## Exercise instructions
Repeat each entry word for word; the images are not part of the copy.

Collected data
......

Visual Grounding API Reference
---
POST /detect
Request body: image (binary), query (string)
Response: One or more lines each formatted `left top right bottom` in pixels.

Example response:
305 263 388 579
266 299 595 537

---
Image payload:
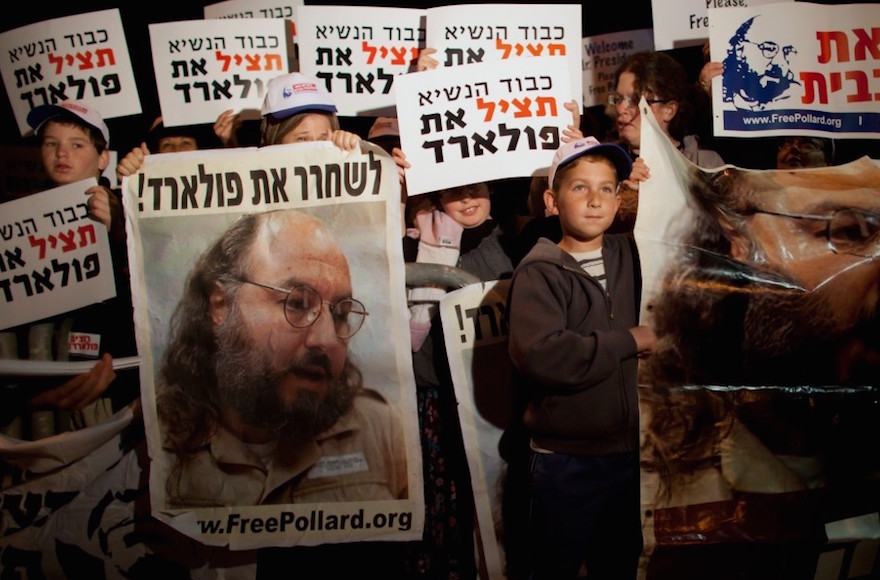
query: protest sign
395 56 571 195
0 179 115 331
425 4 583 110
441 279 513 579
651 0 792 51
204 0 302 20
0 9 141 137
581 28 654 108
123 142 423 548
709 2 880 138
295 5 425 117
149 18 291 127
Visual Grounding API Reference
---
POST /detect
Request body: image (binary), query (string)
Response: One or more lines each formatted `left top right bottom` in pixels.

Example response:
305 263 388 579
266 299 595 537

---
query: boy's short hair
27 101 110 147
146 115 211 151
548 137 632 190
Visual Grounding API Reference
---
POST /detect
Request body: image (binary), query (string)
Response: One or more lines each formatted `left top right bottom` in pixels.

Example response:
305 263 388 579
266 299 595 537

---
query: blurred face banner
633 96 880 577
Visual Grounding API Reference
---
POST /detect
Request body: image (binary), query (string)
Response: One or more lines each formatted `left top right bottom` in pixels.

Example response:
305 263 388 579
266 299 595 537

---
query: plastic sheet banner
635 97 880 578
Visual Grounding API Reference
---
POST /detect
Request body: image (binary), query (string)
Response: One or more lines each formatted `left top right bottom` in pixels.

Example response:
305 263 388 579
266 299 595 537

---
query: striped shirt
570 248 606 289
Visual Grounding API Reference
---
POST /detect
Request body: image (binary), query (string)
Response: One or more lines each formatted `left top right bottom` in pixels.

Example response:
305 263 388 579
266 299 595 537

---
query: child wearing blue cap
505 136 656 579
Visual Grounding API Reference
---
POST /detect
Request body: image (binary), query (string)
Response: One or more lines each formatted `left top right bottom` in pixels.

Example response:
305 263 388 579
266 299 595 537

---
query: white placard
0 179 115 330
651 0 793 51
149 18 290 127
204 0 301 20
0 9 141 137
395 57 572 196
295 5 426 117
425 4 583 110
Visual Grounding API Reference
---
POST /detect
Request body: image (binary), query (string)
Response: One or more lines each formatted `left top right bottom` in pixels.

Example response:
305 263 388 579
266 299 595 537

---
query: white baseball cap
27 101 110 145
261 72 337 121
547 136 632 187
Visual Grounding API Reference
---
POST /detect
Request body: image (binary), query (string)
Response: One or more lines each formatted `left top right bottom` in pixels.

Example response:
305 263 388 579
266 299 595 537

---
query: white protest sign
204 0 302 20
0 9 141 137
581 28 654 108
395 57 572 196
295 5 426 117
149 18 290 127
651 0 792 51
425 4 583 110
441 279 513 580
0 179 115 331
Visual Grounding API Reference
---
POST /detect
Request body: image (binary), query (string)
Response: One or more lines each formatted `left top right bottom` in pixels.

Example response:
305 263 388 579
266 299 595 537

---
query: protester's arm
562 100 584 143
622 157 650 191
214 109 242 148
85 184 125 245
699 61 723 95
330 129 361 151
27 353 116 411
391 147 410 185
116 143 149 183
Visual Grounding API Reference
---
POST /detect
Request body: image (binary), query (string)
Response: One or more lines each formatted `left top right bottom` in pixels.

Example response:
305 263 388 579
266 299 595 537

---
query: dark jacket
506 235 642 455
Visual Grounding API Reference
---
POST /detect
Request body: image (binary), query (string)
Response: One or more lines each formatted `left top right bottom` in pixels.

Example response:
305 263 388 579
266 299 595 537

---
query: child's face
280 113 333 144
440 183 491 229
157 135 199 153
546 156 620 245
40 120 108 185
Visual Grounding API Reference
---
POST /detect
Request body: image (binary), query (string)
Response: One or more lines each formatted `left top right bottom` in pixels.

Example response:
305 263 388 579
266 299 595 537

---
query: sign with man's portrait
633 96 880 577
709 2 880 138
122 142 423 549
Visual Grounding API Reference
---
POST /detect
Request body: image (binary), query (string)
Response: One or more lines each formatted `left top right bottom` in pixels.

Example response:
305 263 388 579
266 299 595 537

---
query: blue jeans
527 450 642 579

......

## Exercise output
Visual Grounding API Reference
---
POST /detect
Request body: image (binary), query (string)
Response: One or more lines each formatted `left top right bottom` in pixels.

Example response:
305 263 388 579
266 299 595 537

---
Image payload:
query: protest sign
395 56 571 195
0 179 115 331
425 4 583 110
441 279 513 579
651 0 792 51
204 0 302 20
0 9 141 137
581 28 654 108
123 142 423 548
709 2 880 138
295 5 425 117
149 18 291 127
Visual Grounding API Reference
---
POST /detect
Request body: image (binary), query (string)
Response: One or more lines each formatted `left top right bottom` in pixels.

Example response:
305 263 388 579
266 299 595 537

---
query: boy's short hair
27 101 110 147
146 115 211 151
548 137 632 190
Visual Grounding API Reference
---
POST /detect
Request body: image (binary), query (string)
Response: One or more lines each formatted `left top right bottom` in pixels.

Example response:
305 263 388 579
266 299 595 537

---
query: blurred face banner
633 96 880 577
Visual Grounding API Reference
---
POST /detect
Request body: image (binary), query (string)
Response: One or more lines each formatted `left top right bottom` in pixels.

Example response:
305 263 388 579
266 299 595 537

---
query: plastic sheet banner
635 97 880 578
Visual Grounding API Reference
---
POST /detect
Request body: image (binary), query (string)
Response: One or more lines each formatted `left top right bottom` in pixels.

Example response:
305 263 388 579
266 299 595 537

---
query: striped shirt
570 248 606 289
Visual Grounding API Reference
---
POST /detect
Request body: image (binary), query (string)
Response: One or more lines each formatted `left top right bottom` in pixels.

Example response:
305 263 388 579
266 299 595 537

---
query: child wearing blue cap
505 136 656 579
Visual Grounding API Reference
---
POST /detect
Request body: image (binary), query (string)
Response: One or more lines each formatted `left top right bottom` in pixels.

Example response:
305 263 388 579
266 299 595 537

---
query: white placard
0 179 115 330
651 0 793 51
149 18 290 127
204 0 301 20
0 9 141 137
395 57 572 196
295 5 426 117
425 4 583 110
Visual Grounding API Reference
---
POST /detect
Request body: image (binary), query (string)
Response: One or more lines each formatted `left top right bottom` in pixels.

Example response:
305 263 388 579
266 299 595 537

---
query: white baseball cap
27 101 110 145
261 72 337 121
547 136 632 187
Visual Grounding API Reference
---
POST /detect
Request body: image (binary), query (string)
Response: One or more lines each formatted `left top right bottom` in pixels.

Example response:
305 263 388 579
266 299 595 537

---
query: white protest sign
204 0 302 20
0 9 141 137
581 28 654 108
395 57 572 196
295 5 426 117
149 18 290 127
651 0 792 51
425 4 583 110
441 279 513 580
0 179 115 331
Visual Grounding API Reference
---
POST /detect
Request body: image (binary), query (string)
Response: One or more lines each formatted `left top right bottom` in pixels.

Example response:
305 263 388 579
266 299 595 537

---
query: protester's arm
562 100 584 143
622 157 650 191
214 109 242 148
85 184 125 245
699 61 723 95
330 129 361 151
27 353 116 411
391 147 410 185
116 143 149 183
Visual Grounding API Reference
---
POST /detect
Request body: image (binary), query (string)
Response: One or more lines each formatted `left top right bottom` in pixels.

Example response:
305 263 388 579
266 299 595 537

---
query: dark jacket
506 235 642 455
Visual Grounding API Reference
---
POST /detect
Request body: image (binary), query (string)
Response: One or more lines each formatted `left top right bottom` in pixels.

Example response:
305 263 388 579
266 299 595 537

---
query: child's face
280 113 333 144
440 183 491 229
157 135 199 153
546 156 620 245
40 120 108 185
Visual Grounding API Reference
---
POST /detect
Request body: image (binary), query (string)
Response: One or more lines each formatted `left top right bottom` in pixels.

Example response:
305 263 388 579
266 299 595 537

---
query: sign with man's portrait
633 96 880 577
709 2 880 138
122 142 423 549
Visual Grounding API Reference
---
POST /detect
Request body: image (binary), query (string)
Response: One or more lines each formatted `left top right bottom` in pixels.

Example response:
305 263 388 579
266 299 595 537

---
query: blue jeans
527 450 642 579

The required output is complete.